**Seçilen Metin:**
İnkılâpçı gazetesi yazı işleri müdürü aynı zamanda Türk Eğitim Kulübü (TEK) Yönetim Kurulu Üyesi Fazıl Önder, 24 Mayıs 1958 tarihinde TMT tarafından vurularak öldürülmüştü. Önder’in yaşam ve öldürülme öyküsünü Gazedda‘dan aktarıyoruz.
* * *
Türk İşçi Birlikleri’nin Tüm Kıbrıs İşçi Federasyonu’na (PEO) katılmasına karar verilmesinin ardından faaliyet sürdürdüğü binada ilerici bir spor kulübü kurulması düşüncesiyle kurulan Türk Eğitim Kulübü’nün üyelerinin 1958’de 1 Mayıs’ı Kıbrıslırumlarla birlikte kutlamalarının ardından TEK’in binası basılarak her şey yerle bir edilmiş, ardından da üyeleri ölüm tehditleri almaya başlamıştı.

**Gösterilen Bilgiler:**

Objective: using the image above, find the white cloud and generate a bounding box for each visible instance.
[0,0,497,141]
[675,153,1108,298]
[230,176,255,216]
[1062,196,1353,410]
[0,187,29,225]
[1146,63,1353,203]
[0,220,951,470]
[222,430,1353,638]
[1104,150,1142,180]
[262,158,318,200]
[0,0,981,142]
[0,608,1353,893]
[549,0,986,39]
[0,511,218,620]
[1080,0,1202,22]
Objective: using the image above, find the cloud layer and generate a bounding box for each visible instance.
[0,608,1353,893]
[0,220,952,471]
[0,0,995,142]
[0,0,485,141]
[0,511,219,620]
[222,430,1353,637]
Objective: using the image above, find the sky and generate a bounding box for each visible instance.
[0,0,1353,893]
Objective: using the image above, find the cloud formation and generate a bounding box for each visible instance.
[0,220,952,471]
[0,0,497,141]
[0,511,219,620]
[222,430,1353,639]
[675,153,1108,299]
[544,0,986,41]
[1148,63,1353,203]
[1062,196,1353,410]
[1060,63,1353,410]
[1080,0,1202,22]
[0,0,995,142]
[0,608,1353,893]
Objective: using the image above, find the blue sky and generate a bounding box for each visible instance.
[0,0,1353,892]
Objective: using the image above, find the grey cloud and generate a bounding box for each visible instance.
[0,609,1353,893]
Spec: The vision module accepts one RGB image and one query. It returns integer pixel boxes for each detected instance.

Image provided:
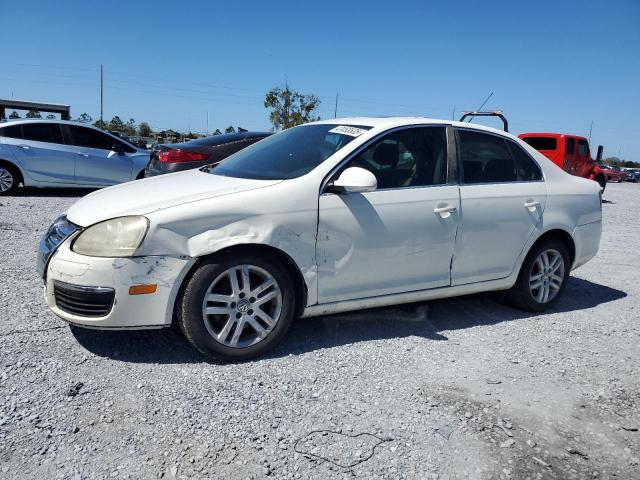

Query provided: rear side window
[459,130,517,184]
[458,130,542,184]
[69,125,130,151]
[22,123,64,143]
[0,125,22,138]
[507,142,542,182]
[522,137,558,150]
[578,140,589,157]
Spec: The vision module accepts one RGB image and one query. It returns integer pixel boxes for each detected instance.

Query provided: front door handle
[433,204,457,218]
[524,200,540,212]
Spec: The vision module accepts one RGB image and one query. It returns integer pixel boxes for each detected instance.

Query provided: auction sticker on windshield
[329,125,366,137]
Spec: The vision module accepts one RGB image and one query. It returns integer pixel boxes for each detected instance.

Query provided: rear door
[3,121,75,184]
[68,125,135,185]
[451,129,547,285]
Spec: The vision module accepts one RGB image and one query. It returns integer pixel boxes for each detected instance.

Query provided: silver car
[0,120,149,195]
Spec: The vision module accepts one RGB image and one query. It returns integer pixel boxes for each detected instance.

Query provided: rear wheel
[507,238,571,312]
[0,163,20,195]
[178,253,295,361]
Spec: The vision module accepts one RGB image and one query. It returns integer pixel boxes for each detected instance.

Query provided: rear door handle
[433,205,456,218]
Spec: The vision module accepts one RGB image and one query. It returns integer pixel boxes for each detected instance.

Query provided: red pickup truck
[518,133,608,192]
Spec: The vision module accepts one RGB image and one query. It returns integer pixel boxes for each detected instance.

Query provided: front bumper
[45,240,195,329]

**Görev Tarifi:** Fazıl Önder ile ilgili metinde "İnkılâpçı gazetesi yazı" sözlerinden başlayıp aşağıda "öyküsünü Gazedda‘dan aktarıyoruz." sözlerine kadar ne varsa hiç değiştirmeden yeniden yaz.

**Örnek Cevap:**
İnkılâpçı gazetesi yazı işleri müdürü aynı zamanda Türk Eğitim Kulübü (TEK) Yönetim Kurulu Üyesi Fazıl Önder, 24 Mayıs 1958 tarihinde TMT tarafından vurularak öldürülmüştü. Önder’in yaşam ve öldürülme öyküsünü Gazedda‘dan aktarıyoruz.